▶ _WORKING DATA_:
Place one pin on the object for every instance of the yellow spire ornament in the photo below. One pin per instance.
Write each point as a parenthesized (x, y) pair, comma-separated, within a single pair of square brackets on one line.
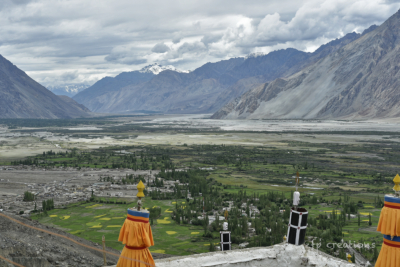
[(349, 258), (140, 194), (396, 186), (389, 226)]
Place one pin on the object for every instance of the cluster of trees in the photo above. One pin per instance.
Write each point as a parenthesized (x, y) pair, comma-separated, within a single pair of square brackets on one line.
[(28, 196), (47, 205)]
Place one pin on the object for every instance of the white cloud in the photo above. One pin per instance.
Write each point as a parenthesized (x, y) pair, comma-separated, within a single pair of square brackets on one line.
[(84, 40)]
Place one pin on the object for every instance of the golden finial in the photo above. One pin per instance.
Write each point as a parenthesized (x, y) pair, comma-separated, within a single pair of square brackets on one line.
[(349, 258), (396, 187), (226, 214), (140, 188), (140, 194)]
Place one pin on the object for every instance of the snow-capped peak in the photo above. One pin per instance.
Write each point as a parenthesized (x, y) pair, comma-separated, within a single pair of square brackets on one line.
[(256, 54), (156, 68)]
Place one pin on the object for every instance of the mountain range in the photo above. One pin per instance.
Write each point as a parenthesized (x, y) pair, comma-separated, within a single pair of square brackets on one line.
[(67, 89), (204, 90), (360, 80), (353, 77), (22, 97)]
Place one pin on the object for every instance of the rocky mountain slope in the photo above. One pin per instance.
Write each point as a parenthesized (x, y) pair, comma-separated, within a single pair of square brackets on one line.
[(22, 97), (360, 80), (204, 90)]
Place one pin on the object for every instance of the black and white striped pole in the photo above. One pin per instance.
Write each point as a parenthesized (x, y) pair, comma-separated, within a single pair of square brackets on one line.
[(298, 220)]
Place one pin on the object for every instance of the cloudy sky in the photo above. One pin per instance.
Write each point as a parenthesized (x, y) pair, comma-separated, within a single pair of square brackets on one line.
[(80, 41)]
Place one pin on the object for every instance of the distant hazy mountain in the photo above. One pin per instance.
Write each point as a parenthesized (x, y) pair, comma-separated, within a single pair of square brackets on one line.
[(204, 90), (358, 81), (157, 68), (22, 97), (68, 89)]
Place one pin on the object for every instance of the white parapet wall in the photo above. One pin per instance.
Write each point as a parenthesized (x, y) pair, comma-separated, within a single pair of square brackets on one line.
[(281, 255)]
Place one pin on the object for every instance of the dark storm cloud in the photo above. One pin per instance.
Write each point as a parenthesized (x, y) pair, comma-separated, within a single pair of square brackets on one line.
[(85, 40)]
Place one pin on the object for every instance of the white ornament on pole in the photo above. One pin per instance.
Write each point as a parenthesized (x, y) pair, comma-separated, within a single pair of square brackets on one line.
[(296, 198)]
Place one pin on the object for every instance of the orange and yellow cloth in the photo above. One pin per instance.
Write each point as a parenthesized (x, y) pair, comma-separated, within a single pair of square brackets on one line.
[(389, 221), (390, 252), (136, 235)]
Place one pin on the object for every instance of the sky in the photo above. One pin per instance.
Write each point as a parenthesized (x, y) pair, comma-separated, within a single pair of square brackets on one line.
[(61, 42)]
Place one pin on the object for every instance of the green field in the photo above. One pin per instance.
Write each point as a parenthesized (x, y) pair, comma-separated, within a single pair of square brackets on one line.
[(91, 221)]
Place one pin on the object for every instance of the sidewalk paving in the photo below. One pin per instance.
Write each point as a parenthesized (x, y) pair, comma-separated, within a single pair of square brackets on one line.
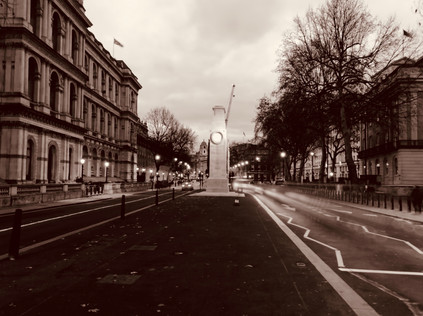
[(196, 255), (192, 256)]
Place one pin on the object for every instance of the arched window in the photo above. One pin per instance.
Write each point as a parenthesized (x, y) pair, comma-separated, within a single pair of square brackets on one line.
[(132, 101), (33, 15), (103, 159), (101, 122), (75, 46), (33, 79), (86, 63), (56, 32), (70, 159), (54, 90), (109, 125), (115, 133), (94, 163), (103, 82), (395, 169), (51, 164), (385, 166), (29, 159), (72, 100), (116, 92), (93, 117), (85, 111), (110, 85), (116, 166), (95, 76)]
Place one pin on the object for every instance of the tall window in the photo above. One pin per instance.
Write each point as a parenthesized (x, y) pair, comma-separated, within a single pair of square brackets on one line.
[(93, 118), (29, 159), (54, 90), (33, 79), (51, 164), (72, 100), (116, 92), (56, 32), (33, 13), (103, 82), (74, 47), (95, 76), (70, 158)]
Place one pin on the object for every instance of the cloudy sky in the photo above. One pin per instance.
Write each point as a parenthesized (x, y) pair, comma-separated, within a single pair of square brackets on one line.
[(187, 54)]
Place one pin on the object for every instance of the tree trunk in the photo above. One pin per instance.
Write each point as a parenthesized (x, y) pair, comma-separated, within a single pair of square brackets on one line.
[(322, 162), (346, 132)]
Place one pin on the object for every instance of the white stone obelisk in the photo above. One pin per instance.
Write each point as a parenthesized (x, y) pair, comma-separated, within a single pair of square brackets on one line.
[(218, 173)]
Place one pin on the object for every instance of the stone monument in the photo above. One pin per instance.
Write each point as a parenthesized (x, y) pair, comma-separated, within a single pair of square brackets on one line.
[(218, 165)]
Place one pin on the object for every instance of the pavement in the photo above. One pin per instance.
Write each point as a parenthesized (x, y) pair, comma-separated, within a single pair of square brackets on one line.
[(196, 255)]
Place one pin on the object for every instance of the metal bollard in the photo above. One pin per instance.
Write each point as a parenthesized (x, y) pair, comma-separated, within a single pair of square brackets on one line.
[(122, 208), (16, 235)]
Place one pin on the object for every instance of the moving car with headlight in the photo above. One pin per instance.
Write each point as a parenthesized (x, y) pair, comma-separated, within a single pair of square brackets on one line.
[(187, 186)]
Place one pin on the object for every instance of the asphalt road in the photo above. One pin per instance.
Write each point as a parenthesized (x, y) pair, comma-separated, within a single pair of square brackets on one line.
[(48, 224), (366, 249)]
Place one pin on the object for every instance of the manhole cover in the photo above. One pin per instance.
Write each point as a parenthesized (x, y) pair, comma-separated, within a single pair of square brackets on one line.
[(119, 279), (143, 248)]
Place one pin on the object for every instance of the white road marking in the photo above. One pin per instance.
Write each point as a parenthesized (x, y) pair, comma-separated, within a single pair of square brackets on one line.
[(382, 271), (74, 214), (42, 243), (338, 254), (340, 211), (356, 302), (286, 206)]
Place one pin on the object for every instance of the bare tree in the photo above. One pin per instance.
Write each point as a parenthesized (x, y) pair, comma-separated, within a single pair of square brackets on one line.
[(168, 137), (343, 46)]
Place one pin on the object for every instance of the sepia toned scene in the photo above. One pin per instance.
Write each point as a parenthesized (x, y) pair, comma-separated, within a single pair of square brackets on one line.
[(191, 157)]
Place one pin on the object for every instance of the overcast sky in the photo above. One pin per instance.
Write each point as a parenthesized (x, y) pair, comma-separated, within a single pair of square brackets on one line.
[(187, 54)]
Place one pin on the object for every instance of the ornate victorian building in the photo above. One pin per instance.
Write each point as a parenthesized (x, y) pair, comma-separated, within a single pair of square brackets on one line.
[(67, 107), (392, 151)]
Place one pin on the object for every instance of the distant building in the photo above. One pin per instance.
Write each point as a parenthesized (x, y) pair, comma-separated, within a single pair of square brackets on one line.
[(251, 161), (392, 153), (63, 97)]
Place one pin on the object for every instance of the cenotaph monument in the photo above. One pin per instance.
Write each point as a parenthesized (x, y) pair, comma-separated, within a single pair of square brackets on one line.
[(218, 165)]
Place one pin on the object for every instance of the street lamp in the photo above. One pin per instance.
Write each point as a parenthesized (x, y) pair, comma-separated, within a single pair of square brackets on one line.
[(283, 155), (106, 164), (82, 163)]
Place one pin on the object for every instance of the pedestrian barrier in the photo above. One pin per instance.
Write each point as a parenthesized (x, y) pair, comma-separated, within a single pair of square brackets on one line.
[(380, 200)]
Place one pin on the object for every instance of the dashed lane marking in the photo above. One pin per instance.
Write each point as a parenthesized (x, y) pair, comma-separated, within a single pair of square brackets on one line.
[(356, 302)]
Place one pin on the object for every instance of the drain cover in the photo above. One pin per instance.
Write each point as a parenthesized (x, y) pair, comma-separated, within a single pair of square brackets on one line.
[(119, 279), (143, 247)]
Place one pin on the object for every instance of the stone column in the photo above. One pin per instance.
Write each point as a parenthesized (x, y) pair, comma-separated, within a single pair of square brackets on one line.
[(218, 176)]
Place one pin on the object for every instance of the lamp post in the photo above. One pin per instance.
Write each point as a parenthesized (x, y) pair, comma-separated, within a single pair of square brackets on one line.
[(106, 164), (283, 155), (82, 175)]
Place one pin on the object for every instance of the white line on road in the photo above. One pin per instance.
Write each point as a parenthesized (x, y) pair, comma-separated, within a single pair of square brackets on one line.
[(42, 243), (356, 302)]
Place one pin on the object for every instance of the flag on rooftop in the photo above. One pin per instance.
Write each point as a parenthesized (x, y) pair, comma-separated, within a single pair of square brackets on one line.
[(116, 42), (407, 34)]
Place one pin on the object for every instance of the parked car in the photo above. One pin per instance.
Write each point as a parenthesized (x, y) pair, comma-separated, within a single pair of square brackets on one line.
[(187, 186), (279, 182)]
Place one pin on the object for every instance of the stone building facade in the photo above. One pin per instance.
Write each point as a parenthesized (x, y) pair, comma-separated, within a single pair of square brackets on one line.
[(392, 152), (63, 97)]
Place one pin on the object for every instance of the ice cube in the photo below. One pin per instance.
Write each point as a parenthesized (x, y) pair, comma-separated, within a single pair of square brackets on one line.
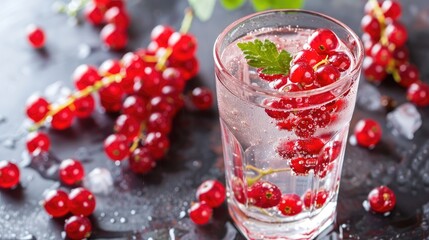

▶ _WHAT YOU NEED TO DO_:
Transcribe the lines above between the line holding "of the dashed" and the line holding "of the lamp", inclusive, exactly as they stand and with nothing added.

▶ _RESPONSE_:
Place one pin on the object for every instance of the dashed lane marking in the photo above. One pin per instance.
Write each point as a parenthesized (x, y) pair, comma-separated, within a single pair of square brackets on one line.
[(356, 302)]
Place one pin on the object for every instance of the drain cover in the photo above. One pin per instance.
Write each point as a parenthesized (x, y) pair, comma-separated, within a single pair of square brackets on one line.
[(119, 279), (143, 247)]
Place one pin on the object for every instance of the stone column in the photo above. One pin per instance.
Write each point as a parenthesized (x, y) pair, comma-separated, within a single pair of square brackets on one line.
[(218, 176)]
Place one pin on the object for every instance of the lamp post in the photo above. One pin per instance.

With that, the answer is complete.